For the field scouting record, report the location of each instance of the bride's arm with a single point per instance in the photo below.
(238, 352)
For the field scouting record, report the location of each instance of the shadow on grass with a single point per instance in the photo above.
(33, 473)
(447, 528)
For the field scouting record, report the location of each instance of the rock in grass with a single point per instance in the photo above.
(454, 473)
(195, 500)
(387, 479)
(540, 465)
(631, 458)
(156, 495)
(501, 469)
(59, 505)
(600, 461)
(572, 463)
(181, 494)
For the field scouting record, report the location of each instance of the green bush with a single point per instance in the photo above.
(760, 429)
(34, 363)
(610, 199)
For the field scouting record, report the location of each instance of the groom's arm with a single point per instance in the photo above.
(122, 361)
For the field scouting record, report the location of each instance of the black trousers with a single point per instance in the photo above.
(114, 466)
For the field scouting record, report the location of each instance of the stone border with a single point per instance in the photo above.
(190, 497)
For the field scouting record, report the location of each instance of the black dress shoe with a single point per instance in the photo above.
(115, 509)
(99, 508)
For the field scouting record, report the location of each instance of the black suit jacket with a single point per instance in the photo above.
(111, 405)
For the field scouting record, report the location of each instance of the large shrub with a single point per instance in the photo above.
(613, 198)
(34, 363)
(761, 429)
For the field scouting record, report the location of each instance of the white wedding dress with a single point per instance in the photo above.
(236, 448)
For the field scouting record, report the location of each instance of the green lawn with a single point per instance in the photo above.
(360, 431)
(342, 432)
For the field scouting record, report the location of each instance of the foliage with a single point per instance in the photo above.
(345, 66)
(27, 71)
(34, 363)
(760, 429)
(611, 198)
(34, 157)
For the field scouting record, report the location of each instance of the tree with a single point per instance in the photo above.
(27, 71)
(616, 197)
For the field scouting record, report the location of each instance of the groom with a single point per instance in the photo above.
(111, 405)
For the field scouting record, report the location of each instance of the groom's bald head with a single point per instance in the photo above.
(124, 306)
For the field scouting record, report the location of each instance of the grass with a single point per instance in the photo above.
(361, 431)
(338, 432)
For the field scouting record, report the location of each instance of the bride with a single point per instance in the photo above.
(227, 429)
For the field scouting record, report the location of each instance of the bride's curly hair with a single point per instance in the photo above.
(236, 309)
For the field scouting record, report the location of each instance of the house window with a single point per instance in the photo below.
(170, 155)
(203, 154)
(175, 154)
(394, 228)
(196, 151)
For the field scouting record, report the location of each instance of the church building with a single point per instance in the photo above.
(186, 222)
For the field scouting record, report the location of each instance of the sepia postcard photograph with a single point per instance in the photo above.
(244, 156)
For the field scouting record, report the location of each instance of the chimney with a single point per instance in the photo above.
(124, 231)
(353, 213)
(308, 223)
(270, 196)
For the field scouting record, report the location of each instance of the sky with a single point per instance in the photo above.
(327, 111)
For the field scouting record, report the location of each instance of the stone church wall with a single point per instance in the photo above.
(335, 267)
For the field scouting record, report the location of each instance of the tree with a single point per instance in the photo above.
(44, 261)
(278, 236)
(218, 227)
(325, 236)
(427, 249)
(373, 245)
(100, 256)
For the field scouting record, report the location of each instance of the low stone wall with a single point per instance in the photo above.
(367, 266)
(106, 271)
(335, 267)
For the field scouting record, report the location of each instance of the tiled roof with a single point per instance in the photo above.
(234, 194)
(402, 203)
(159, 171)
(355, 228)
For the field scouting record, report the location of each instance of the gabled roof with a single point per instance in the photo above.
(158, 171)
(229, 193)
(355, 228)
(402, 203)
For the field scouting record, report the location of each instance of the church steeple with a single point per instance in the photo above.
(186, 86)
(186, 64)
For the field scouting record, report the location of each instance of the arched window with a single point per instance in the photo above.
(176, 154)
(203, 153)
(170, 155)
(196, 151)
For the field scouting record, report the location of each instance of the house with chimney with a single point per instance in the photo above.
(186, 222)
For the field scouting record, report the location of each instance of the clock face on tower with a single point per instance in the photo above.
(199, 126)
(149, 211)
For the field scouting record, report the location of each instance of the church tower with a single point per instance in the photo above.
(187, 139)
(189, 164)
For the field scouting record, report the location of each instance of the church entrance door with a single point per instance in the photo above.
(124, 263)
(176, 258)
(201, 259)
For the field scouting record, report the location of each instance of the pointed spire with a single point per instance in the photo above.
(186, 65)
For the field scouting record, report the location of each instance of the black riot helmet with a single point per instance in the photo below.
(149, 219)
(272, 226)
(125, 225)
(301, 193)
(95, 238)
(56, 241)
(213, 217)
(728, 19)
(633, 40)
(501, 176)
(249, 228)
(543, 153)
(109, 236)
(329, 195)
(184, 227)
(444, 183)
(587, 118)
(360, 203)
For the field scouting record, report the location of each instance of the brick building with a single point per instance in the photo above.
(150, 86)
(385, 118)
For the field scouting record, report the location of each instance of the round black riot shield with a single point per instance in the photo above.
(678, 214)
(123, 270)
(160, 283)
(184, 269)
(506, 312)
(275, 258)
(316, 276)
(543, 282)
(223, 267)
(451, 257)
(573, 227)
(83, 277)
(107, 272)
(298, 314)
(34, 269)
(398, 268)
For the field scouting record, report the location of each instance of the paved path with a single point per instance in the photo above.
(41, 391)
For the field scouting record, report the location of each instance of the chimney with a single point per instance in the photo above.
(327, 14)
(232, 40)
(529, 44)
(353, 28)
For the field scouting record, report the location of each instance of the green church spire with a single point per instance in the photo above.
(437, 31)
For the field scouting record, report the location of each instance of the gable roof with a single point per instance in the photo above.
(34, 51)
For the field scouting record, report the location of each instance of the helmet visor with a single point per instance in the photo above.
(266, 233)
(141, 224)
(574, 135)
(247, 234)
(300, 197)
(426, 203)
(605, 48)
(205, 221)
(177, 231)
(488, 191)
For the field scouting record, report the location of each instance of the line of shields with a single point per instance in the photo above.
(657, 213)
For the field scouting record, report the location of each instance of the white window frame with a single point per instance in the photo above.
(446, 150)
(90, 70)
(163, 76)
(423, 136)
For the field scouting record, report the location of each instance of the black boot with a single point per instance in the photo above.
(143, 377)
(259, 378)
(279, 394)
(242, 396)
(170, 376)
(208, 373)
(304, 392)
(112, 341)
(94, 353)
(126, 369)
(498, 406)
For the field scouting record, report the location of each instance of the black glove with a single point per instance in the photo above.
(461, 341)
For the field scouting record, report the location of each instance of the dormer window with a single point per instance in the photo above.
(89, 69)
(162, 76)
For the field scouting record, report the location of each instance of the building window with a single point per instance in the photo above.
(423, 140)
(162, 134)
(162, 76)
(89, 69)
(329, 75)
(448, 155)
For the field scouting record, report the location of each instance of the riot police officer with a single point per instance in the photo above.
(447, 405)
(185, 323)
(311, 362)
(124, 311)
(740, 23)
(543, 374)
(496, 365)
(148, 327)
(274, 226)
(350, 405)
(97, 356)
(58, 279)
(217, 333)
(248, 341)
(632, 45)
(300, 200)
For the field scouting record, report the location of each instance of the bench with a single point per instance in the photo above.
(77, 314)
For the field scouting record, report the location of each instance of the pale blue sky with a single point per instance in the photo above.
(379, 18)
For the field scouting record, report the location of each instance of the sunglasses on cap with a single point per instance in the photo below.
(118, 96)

========

TASK
Write out the whole listing again. Match it word for word.

WRITTEN SOLUTION
For the field scouting record, report the location of each instance of the bride's arm with a single point per instance in the photo below.
(238, 352)
For the field scouting record, report the location of each instance of the shadow on grass with a single point per instance in the photo above.
(33, 473)
(447, 528)
For the field scouting record, report the location of each instance of the rock in grass with a single point per instance in the photo above.
(454, 473)
(195, 500)
(387, 479)
(540, 465)
(631, 458)
(156, 495)
(501, 469)
(59, 505)
(600, 461)
(572, 463)
(181, 494)
For the field scouting record, report the location of each instance of the green bush with a single point per instance in the photo above.
(760, 429)
(34, 363)
(610, 199)
For the field scouting record, report the location of each instance of the groom's arm with a single point per instance in the photo above.
(122, 361)
For the field scouting record, report the location of each instance of the black trousers with a single point per instance in the photo above.
(114, 466)
For the field scouting record, report the location of each instance of the stone border with a single point per instance in the photo above.
(190, 497)
For the field scouting record, report the location of each instance of the black dress shoe with a single point per instance in the photo above.
(115, 509)
(99, 508)
For the field scouting record, report the location of each instance of the black suit jacket with a single point per instance in the photo above.
(111, 405)
For the field scouting record, report the location of each instance of the large shrub with a single point per instance in the photo above.
(613, 198)
(34, 363)
(761, 429)
For the field scouting record, report the location of each instance of the white wedding dress with a single point per instance in the photo above.
(236, 448)
For the field scouting record, report the location of each instance of the green lawn with a single point per instance in the photo above.
(360, 431)
(342, 432)
For the field scouting record, report the location of each instance of the foliage with a single point per instance in the photo above.
(345, 66)
(27, 71)
(34, 363)
(760, 429)
(611, 198)
(34, 157)
For the field scouting record, report the location of each instance of the tree with a single point per instance in the photo above.
(27, 71)
(616, 197)
For the field scouting record, report the location of each instance of the groom with a single point per instance in the photo above.
(111, 405)
For the field scouting record, report the location of each instance of the groom's bald head with a single point per instance in the photo above.
(124, 306)
For the field scouting record, report the location of each instance of the grass with a single point per instance in the photo above.
(361, 431)
(338, 432)
For the field scouting record, report the location of each instance of the bride with a single point per instance in the photo above.
(227, 429)
For the field scouting record, report the location of each instance of the bride's curly hair with a single point per instance in the photo above.
(236, 309)
For the field scouting record, report the location of each instance of the house window with a single point per instance in the photo below.
(170, 155)
(203, 154)
(175, 154)
(394, 228)
(196, 151)
For the field scouting record, report the location of each instance of the church building with a single point per instance in the photo above.
(186, 222)
For the field scouting record, report the location of each instance of the sepia postcard photograph with a single point per instance in the photo above.
(244, 156)
For the field scouting record, report the location of each instance of the chimney with a single point per instance in the photo above.
(124, 231)
(353, 213)
(308, 223)
(270, 196)
For the field scouting record, report the location of each instance of the sky with a single point per instance in the photo above.
(327, 111)
For the field scouting record, report the location of each instance of the stone church wall with a single point per instance in the photo above.
(335, 267)
For the field scouting record, report the location of each instance of the tree with a single point per instance in the photo above.
(44, 261)
(278, 236)
(218, 227)
(325, 236)
(427, 249)
(373, 245)
(100, 256)
For the field scouting record, report the location of each instance of the low stone wall with a single point per instance in the photo above.
(367, 266)
(106, 271)
(335, 267)
For the field scouting record, report the location of each instance of the tiled roof with a single point per instance in the photo above.
(234, 194)
(402, 203)
(159, 171)
(355, 228)
For the field scouting record, report the location of each instance of the gabled roof with a single point per instance in the photo above.
(158, 171)
(229, 193)
(355, 228)
(402, 203)
For the field scouting record, report the location of each instance of the church steeple with a single point per instance in the photo above.
(186, 86)
(186, 64)
For the field scouting record, report the location of each instance of the arched window with a single point per instance in the photo above.
(176, 154)
(203, 153)
(170, 155)
(196, 151)
For the field scouting record, report the location of each instance of the house with chimney with a single point per instance in the photo above.
(186, 222)
For the field scouting record, report the location of each instance of the clock face on tower with a single point per instance in the photo above.
(199, 126)
(149, 211)
For the field scouting record, report the location of each instance of the church tower with a single point per instance in the photo above.
(187, 139)
(189, 164)
For the field scouting record, report the location of each instance of the church entrance door with a single point per instance in the photo above.
(124, 263)
(176, 258)
(201, 259)
For the field scouting record, report the location of each instance of the pointed spire with a single point per instance in the photo above.
(186, 65)
For the field scouting record, report the location of each instance of the black riot helmet with a single point per instance in the photo below.
(149, 219)
(272, 226)
(125, 225)
(301, 193)
(95, 238)
(56, 241)
(213, 217)
(728, 19)
(633, 40)
(501, 176)
(249, 228)
(543, 153)
(109, 236)
(329, 195)
(184, 227)
(444, 183)
(587, 118)
(360, 203)
For the field scouting record, report the location of each instance of the brick building with a single point per instance in the photo above.
(150, 86)
(385, 118)
For the field scouting record, report the location of each instance of the round black riot shield with a single point per instance in the photo above.
(678, 214)
(123, 270)
(160, 283)
(184, 269)
(506, 312)
(275, 258)
(316, 276)
(543, 282)
(223, 267)
(451, 257)
(573, 227)
(83, 277)
(107, 272)
(298, 314)
(34, 269)
(398, 268)
For the field scouting record, report the location of each instance of the paved path with a single point per instance in the photo above.
(41, 391)
For the field scouting record, report the location of each instance of the chimney with a single point per instance in the photo above.
(327, 14)
(232, 40)
(529, 44)
(353, 28)
For the field scouting record, report the location of each instance of the green church spire with a single point per instance in the photo above.
(437, 31)
For the field scouting record, report the location of each instance of the gable roof with a single point per instance in the photo above.
(34, 51)
For the field scouting record, report the location of each instance of the helmet visor with a single point per instance in the photo above.
(266, 233)
(141, 224)
(574, 135)
(247, 234)
(300, 197)
(426, 203)
(605, 48)
(205, 221)
(177, 231)
(488, 191)
For the field scouting record, report the location of each instance of the line of shields with a single point per instance in the photo above.
(657, 213)
For the field scouting record, report the location of each instance of the white window frame with a single point per instance in the photo above.
(446, 150)
(90, 70)
(163, 76)
(423, 136)
For the field scouting record, report the location of each instance of the black boot with a single point per instance in the photo above.
(143, 377)
(259, 378)
(279, 394)
(242, 396)
(170, 376)
(208, 373)
(304, 392)
(112, 341)
(94, 353)
(126, 369)
(498, 406)
For the field scouting record, report the location of each instance of the black glove with a single point per instance in the photo above.
(461, 341)
For the field scouting record, report the location of each instance of the dormer window with a single point per instance in the photo above.
(89, 69)
(162, 76)
For the field scouting record, report the location of each instance of the building window with a single point per instance in the photo above.
(423, 140)
(162, 134)
(162, 76)
(89, 69)
(329, 75)
(448, 155)
For the field scouting record, report the location of each instance of the riot police officer with a single point per instance in the photo above.
(447, 405)
(185, 323)
(311, 362)
(124, 311)
(740, 23)
(543, 374)
(496, 365)
(148, 327)
(274, 226)
(350, 405)
(97, 356)
(58, 279)
(217, 333)
(248, 341)
(632, 45)
(300, 200)
For the field scouting record, report the location of each instance of the bench with a single point per instance in the photo above.
(77, 314)
For the field scouting record, report the location of each instance of the pale blue sky with a single point per instance in the photo above.
(379, 18)
For the field scouting record, report the location of each instance of the sunglasses on cap with a single point per instance in the photo below.
(118, 96)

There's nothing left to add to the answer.